-------- DATASET EXCERPTS
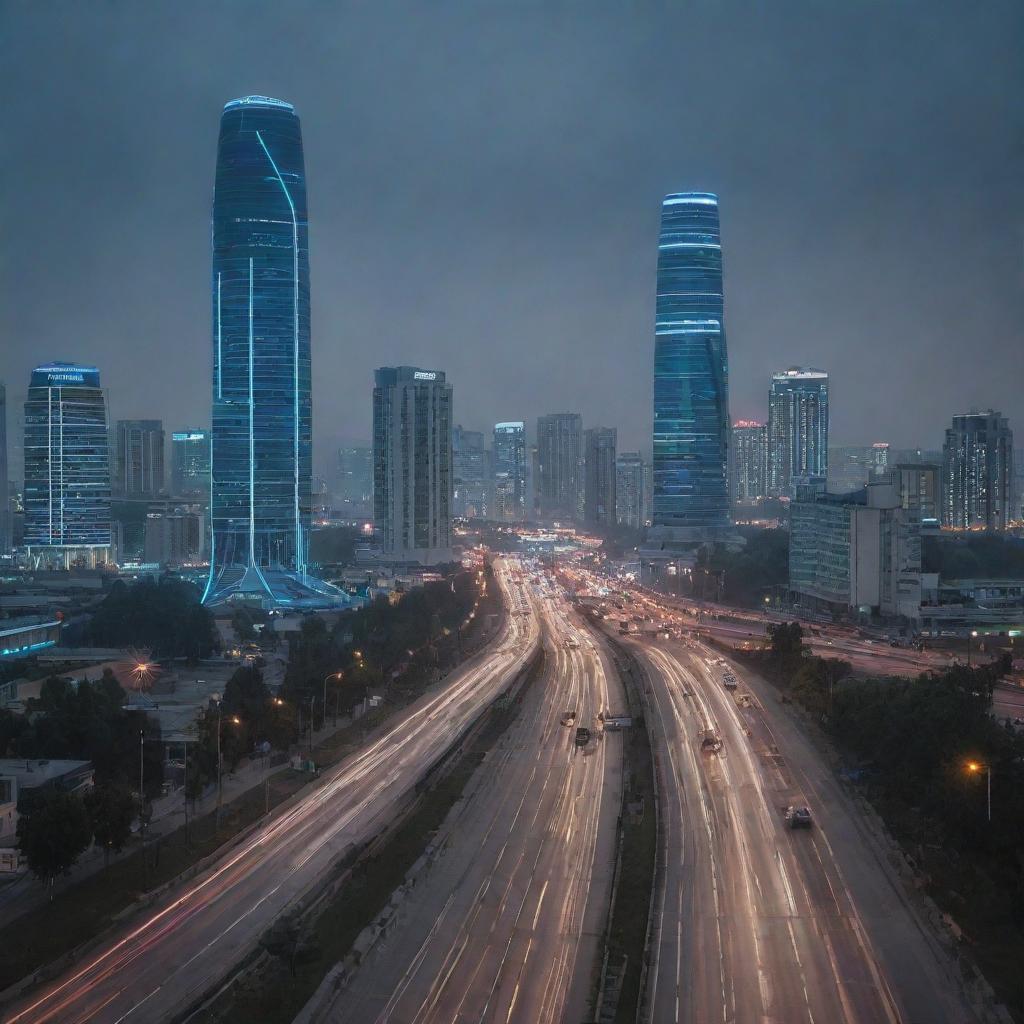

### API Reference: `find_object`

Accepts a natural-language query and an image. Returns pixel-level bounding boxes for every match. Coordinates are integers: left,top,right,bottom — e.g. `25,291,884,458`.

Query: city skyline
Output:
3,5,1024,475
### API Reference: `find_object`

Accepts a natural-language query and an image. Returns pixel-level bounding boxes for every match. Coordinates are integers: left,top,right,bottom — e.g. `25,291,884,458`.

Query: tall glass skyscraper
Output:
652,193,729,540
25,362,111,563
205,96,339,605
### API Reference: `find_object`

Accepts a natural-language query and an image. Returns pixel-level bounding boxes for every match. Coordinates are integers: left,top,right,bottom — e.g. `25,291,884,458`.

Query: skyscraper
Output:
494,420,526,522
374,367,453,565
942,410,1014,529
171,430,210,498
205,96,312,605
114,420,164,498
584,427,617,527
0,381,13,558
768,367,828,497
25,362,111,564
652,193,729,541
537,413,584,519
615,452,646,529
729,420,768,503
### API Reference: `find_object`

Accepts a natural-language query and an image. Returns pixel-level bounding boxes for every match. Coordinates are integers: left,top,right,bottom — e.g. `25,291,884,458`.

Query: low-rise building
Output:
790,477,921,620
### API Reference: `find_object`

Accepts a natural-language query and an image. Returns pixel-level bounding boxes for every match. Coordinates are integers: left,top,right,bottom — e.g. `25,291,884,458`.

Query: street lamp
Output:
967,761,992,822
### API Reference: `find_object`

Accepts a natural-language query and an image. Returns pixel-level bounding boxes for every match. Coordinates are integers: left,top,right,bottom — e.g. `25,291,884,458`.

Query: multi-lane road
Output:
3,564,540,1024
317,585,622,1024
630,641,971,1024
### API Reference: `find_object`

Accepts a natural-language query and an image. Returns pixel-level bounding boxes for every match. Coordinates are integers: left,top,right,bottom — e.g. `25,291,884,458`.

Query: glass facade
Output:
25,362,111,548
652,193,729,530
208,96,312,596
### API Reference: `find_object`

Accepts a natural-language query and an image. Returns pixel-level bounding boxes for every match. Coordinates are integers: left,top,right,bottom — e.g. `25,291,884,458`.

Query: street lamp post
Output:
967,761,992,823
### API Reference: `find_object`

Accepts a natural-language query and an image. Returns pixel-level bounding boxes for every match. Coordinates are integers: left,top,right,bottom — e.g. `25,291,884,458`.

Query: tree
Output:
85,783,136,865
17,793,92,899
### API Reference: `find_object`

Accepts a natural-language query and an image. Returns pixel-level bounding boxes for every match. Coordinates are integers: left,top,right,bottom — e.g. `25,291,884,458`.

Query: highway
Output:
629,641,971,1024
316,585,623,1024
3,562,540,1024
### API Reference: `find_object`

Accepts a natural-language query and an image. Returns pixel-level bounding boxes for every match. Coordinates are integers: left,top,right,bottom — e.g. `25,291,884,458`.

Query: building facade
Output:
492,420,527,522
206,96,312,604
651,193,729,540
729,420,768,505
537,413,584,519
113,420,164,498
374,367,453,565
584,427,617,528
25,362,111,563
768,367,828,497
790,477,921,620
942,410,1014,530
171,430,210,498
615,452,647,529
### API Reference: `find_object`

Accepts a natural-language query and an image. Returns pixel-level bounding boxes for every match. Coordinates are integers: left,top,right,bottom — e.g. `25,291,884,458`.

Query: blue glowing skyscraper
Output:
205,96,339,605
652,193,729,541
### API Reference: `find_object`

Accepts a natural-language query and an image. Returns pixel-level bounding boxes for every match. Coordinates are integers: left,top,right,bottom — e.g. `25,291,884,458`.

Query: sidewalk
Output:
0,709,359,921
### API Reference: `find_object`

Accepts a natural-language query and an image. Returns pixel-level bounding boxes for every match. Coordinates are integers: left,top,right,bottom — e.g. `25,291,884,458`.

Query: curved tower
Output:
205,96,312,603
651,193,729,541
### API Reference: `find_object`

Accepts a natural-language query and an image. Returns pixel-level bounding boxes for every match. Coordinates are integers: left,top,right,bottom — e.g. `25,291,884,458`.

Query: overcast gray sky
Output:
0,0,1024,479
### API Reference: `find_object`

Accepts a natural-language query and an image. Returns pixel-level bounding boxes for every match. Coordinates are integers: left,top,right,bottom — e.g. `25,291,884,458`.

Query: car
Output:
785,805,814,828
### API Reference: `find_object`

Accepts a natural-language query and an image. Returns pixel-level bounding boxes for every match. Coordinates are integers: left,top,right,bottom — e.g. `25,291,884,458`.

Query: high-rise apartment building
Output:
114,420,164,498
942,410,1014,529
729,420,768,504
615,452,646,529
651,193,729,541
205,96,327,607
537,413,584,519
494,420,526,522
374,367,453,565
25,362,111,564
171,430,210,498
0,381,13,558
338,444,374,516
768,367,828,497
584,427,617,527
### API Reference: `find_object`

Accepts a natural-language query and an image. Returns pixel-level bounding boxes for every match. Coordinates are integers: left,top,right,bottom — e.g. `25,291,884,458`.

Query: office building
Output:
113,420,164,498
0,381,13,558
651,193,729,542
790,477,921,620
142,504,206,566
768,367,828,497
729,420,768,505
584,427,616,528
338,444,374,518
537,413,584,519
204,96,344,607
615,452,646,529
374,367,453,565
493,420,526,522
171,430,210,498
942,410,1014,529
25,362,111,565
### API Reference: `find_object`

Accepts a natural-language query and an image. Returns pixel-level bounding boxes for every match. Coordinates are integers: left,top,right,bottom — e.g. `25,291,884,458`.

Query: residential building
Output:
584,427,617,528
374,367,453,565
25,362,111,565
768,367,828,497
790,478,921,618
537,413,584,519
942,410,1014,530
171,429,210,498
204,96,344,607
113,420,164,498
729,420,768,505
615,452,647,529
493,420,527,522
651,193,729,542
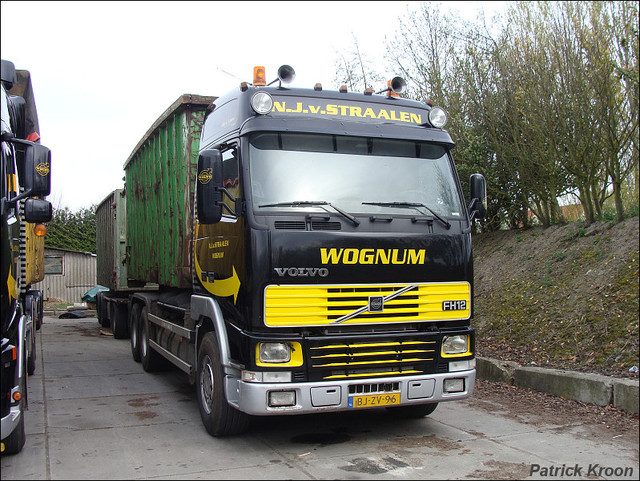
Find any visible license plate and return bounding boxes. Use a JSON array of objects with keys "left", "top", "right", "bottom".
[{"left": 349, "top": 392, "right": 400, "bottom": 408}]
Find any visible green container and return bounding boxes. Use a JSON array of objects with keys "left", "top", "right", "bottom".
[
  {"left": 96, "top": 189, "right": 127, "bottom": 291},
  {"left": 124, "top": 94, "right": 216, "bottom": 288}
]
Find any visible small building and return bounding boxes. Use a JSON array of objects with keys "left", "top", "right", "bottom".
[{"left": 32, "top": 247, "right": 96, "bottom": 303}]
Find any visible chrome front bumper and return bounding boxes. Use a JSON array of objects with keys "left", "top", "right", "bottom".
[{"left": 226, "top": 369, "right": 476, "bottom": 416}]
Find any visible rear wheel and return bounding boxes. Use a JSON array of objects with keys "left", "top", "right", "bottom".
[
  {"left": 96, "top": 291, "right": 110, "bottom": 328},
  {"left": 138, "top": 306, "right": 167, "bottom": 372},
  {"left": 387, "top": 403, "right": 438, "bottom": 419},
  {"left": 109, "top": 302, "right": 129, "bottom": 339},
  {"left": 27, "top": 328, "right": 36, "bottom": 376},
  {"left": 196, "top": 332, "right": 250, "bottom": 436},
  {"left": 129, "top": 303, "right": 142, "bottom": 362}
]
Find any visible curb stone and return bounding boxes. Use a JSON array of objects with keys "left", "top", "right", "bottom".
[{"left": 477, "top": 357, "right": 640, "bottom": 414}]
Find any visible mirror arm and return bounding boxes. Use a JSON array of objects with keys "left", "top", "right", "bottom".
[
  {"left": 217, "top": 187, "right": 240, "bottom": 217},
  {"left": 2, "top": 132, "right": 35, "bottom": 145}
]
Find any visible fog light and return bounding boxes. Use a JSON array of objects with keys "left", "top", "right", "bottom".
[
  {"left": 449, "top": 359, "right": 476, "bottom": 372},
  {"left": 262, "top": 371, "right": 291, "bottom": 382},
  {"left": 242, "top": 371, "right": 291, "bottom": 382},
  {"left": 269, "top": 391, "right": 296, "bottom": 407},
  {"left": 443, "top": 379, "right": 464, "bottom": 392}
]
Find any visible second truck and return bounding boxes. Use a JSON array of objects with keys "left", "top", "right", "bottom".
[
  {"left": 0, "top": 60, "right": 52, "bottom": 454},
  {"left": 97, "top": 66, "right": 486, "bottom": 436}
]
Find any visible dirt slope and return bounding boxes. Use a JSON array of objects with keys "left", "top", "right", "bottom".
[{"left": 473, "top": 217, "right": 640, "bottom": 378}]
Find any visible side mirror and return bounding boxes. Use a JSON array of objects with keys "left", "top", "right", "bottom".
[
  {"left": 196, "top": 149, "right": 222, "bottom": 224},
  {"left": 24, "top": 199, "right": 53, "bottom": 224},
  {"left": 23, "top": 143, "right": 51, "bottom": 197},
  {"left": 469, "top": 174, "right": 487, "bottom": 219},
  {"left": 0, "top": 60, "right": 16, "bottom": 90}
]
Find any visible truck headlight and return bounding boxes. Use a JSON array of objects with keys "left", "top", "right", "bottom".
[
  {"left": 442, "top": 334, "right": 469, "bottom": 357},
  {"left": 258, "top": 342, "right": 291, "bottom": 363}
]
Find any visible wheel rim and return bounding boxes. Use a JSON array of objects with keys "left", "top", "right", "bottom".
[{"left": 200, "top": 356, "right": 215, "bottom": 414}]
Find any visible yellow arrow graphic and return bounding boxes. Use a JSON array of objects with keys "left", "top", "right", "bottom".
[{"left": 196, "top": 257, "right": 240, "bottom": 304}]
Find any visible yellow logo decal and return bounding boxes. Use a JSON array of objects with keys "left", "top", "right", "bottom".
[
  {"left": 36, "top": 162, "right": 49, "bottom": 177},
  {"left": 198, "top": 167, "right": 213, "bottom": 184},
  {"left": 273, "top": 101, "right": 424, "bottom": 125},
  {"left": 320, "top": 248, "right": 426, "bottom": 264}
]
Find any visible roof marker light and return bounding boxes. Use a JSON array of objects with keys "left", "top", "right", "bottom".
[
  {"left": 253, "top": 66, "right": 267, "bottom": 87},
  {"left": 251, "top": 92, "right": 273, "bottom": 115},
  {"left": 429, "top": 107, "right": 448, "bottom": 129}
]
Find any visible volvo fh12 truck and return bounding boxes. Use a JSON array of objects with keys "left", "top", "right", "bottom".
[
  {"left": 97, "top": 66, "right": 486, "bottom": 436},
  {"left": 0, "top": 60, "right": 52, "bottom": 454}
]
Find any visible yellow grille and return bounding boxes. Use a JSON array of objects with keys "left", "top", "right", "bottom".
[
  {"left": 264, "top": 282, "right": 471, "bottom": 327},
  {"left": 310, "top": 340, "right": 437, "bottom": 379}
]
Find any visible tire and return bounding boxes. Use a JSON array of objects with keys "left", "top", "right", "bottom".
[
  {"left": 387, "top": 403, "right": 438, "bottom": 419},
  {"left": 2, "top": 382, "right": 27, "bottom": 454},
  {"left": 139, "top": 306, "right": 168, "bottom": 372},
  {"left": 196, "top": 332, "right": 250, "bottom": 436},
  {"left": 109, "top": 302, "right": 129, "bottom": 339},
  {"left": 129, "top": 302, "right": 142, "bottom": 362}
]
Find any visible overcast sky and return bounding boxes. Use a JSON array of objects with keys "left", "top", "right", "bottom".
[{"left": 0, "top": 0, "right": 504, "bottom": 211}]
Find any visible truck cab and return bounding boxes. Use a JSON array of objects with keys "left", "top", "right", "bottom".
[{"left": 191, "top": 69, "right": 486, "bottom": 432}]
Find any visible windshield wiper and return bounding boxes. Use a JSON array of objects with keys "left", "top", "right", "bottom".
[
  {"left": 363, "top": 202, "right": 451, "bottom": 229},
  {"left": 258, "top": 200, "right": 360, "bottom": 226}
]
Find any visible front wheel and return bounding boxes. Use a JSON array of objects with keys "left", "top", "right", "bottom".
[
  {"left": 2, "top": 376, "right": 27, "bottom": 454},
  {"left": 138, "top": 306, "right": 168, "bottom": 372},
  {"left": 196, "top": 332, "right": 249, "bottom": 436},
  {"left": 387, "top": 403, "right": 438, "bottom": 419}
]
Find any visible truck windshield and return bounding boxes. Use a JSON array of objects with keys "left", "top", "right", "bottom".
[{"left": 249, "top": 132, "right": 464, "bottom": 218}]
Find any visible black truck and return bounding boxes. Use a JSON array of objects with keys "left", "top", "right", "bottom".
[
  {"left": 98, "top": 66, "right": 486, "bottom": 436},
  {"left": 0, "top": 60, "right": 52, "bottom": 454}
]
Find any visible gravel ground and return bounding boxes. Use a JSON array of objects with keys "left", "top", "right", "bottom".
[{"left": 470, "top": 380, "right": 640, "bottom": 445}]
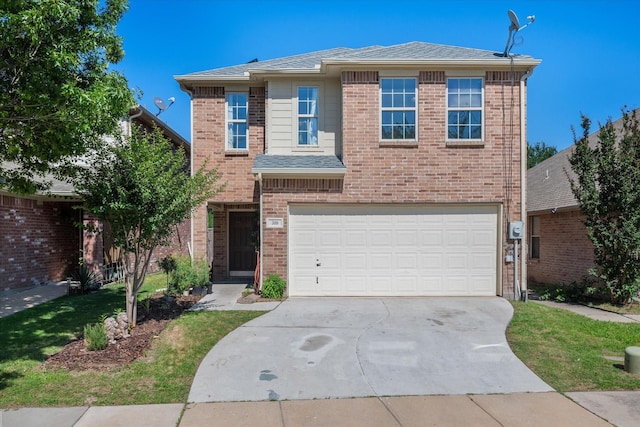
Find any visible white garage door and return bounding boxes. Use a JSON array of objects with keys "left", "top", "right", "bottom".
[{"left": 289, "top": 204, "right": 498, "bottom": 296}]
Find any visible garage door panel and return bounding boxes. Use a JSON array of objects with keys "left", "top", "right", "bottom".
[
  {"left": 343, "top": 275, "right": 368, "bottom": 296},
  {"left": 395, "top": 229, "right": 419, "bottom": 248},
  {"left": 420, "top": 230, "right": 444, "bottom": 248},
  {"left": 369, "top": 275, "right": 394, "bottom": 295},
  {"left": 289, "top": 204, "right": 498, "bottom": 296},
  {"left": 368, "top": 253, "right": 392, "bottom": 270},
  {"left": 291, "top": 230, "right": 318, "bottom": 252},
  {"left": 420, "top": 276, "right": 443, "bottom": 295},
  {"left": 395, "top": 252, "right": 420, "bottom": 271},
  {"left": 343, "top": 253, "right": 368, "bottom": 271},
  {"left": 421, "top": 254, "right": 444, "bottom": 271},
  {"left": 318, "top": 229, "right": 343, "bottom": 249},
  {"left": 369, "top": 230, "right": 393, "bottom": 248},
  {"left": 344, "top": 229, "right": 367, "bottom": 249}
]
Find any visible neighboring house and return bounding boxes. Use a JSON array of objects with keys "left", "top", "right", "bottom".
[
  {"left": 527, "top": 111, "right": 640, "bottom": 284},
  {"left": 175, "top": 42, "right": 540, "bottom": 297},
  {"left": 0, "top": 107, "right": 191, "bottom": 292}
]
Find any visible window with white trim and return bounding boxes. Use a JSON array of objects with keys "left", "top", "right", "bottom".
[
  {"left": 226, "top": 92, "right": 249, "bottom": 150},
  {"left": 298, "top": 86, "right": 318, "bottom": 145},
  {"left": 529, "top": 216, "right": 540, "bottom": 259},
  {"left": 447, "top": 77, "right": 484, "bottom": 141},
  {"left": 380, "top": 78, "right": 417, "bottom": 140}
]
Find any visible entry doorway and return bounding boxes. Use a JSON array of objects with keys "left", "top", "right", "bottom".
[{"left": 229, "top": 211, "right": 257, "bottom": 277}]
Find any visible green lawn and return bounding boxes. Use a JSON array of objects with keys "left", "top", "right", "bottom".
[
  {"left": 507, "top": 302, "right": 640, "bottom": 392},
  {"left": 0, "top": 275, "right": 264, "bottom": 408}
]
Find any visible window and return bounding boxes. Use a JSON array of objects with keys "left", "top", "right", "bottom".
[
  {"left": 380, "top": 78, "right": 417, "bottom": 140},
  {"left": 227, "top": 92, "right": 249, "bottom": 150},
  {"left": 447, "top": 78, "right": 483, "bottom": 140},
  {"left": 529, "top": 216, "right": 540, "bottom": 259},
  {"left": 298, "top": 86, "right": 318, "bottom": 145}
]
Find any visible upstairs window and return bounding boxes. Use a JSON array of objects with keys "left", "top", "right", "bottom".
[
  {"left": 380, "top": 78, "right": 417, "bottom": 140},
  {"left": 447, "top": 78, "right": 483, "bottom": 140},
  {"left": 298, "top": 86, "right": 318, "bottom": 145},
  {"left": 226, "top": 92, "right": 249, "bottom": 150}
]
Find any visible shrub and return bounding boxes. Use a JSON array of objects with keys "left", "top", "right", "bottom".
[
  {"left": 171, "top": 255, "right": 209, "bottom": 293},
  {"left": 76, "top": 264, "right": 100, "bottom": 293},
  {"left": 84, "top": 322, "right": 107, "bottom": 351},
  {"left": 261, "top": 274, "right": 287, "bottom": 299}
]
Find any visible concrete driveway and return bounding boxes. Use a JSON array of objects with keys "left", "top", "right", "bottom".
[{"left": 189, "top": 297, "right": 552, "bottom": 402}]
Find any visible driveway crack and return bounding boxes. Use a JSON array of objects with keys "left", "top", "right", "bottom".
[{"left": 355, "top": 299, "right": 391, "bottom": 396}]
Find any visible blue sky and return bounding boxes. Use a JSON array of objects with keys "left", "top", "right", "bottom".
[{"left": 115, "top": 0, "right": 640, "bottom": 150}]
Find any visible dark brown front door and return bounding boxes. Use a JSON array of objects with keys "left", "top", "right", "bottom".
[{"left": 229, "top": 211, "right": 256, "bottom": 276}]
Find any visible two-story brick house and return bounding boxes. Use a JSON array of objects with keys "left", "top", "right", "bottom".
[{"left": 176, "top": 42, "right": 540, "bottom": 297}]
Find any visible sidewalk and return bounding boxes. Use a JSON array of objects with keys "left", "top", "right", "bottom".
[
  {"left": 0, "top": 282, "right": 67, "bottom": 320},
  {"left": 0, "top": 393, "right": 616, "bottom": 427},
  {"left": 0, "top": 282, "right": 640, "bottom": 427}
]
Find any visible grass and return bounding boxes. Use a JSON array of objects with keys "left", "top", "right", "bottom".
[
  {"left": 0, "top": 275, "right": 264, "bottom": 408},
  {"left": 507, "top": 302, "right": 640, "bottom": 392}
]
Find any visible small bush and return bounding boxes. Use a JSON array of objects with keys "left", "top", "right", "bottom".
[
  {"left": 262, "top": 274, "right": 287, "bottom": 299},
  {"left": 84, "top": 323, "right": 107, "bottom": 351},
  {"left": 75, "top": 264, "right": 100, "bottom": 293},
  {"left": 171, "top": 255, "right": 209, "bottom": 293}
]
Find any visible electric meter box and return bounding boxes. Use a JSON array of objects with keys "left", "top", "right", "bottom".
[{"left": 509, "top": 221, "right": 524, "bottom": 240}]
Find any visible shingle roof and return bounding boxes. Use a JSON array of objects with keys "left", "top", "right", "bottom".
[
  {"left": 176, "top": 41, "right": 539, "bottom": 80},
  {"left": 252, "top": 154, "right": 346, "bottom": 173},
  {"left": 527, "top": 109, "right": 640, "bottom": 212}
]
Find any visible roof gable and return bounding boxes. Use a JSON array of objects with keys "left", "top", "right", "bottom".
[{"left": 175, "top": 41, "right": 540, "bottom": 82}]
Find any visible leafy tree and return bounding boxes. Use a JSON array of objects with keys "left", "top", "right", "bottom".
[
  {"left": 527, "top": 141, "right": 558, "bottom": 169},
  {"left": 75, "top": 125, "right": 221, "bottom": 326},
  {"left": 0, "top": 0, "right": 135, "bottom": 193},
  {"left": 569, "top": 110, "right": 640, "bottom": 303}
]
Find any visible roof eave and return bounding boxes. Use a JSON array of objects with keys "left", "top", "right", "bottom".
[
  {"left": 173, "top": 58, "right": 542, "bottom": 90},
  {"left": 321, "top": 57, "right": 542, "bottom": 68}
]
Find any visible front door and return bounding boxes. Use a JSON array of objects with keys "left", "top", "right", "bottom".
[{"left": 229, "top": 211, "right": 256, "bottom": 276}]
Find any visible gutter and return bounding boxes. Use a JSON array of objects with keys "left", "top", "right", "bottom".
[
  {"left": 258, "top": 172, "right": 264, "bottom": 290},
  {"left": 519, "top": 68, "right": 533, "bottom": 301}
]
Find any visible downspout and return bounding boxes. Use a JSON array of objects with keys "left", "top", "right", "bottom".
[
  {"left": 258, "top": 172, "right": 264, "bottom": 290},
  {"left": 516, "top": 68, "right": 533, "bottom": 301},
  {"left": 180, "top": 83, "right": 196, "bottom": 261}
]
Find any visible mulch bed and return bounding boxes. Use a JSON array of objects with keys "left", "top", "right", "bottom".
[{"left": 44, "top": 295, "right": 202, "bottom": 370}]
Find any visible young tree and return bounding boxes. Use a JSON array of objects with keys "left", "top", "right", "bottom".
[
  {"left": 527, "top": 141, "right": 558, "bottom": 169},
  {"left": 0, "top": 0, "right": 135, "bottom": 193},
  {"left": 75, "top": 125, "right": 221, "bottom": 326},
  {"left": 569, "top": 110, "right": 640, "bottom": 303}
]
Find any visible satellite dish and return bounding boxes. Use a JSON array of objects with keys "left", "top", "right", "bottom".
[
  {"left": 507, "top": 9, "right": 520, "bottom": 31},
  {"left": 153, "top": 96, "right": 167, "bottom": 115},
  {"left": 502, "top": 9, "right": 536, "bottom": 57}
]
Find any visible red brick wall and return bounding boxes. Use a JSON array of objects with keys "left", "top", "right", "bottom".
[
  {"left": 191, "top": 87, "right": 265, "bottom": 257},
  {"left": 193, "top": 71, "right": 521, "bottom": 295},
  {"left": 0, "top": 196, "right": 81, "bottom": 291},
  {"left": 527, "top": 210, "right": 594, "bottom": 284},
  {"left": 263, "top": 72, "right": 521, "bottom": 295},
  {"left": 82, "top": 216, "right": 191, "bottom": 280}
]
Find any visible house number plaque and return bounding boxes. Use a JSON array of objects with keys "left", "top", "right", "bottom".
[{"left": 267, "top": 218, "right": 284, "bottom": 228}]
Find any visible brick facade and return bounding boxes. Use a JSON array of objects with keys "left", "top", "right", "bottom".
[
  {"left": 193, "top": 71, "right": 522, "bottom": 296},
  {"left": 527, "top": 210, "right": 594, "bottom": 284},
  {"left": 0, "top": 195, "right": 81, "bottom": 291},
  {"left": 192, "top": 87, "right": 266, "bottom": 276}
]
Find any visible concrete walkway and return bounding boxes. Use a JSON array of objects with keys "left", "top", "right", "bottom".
----------------
**EXERCISE DETAILS:** Express the Data entries lines as a JSON list of strings, one string per line. Begin at the start of the Data entries, stop after the line that contains "208,96,312,596", and omit blank lines and the pictures.

**TASK RESULT:**
[
  "### API Reference: `find_object`",
  "Accepts a natural-language query and an image. Returns pixel-level bounding boxes for every match. Coordinates are integers: left,top,right,bottom — e.g. `25,291,884,458`.",
  "Query: city skyline",
  "Output:",
  "3,5,1024,475",
  "### API Reference: `find_object`",
  "Accepts a natural-language query and an image. Returns pixel-level bounding boxes for every match. Coordinates are integers: left,top,right,bottom — e.g. `25,291,884,458`.",
  "Query: tall glass skyscraper",
  "Output:",
  "652,193,729,540",
  "25,362,111,563",
  "205,96,339,605",
  "### API Reference: `find_object`",
  "Accepts a natural-language query and an image. Returns pixel-level bounding boxes for every match. Coordinates are integers: left,top,right,bottom — e.g. `25,291,884,458`.",
  "Query: skyscraper",
  "Output:",
  "494,420,526,522",
  "374,367,453,565",
  "942,410,1014,529",
  "171,430,210,498",
  "205,96,312,605",
  "114,420,164,498",
  "584,427,617,527",
  "0,381,13,558",
  "768,367,828,497",
  "25,362,111,564",
  "652,193,729,541",
  "537,413,584,519",
  "615,452,646,529",
  "729,420,768,503",
  "### API Reference: `find_object`",
  "Accepts a natural-language query and an image. Returns pixel-level bounding boxes for every match. Coordinates are integers: left,top,right,bottom — e.g. `25,291,884,458`.",
  "Query: low-rise building",
  "Output:",
  "790,477,921,620",
  "### API Reference: `find_object`",
  "Accepts a natural-language query and an image. Returns pixel-level bounding boxes for every match. Coordinates are integers: left,top,right,bottom — e.g. `25,291,884,458`.",
  "Query: street lamp",
  "Output:",
  "967,761,992,822",
  "### API Reference: `find_object`",
  "Accepts a natural-language query and an image. Returns pixel-level bounding boxes for every match. Coordinates are integers: left,top,right,bottom — e.g. `25,291,884,458`.",
  "Query: multi-lane road",
  "Output:",
  "3,564,540,1024",
  "317,585,622,1024",
  "630,641,971,1024",
  "### API Reference: `find_object`",
  "Accepts a natural-language query and an image. Returns pixel-level bounding boxes for every match. Coordinates are integers: left,top,right,bottom — e.g. `25,291,884,458`.",
  "Query: glass facade",
  "Output:",
  "25,362,111,548",
  "652,193,729,530",
  "208,96,312,596"
]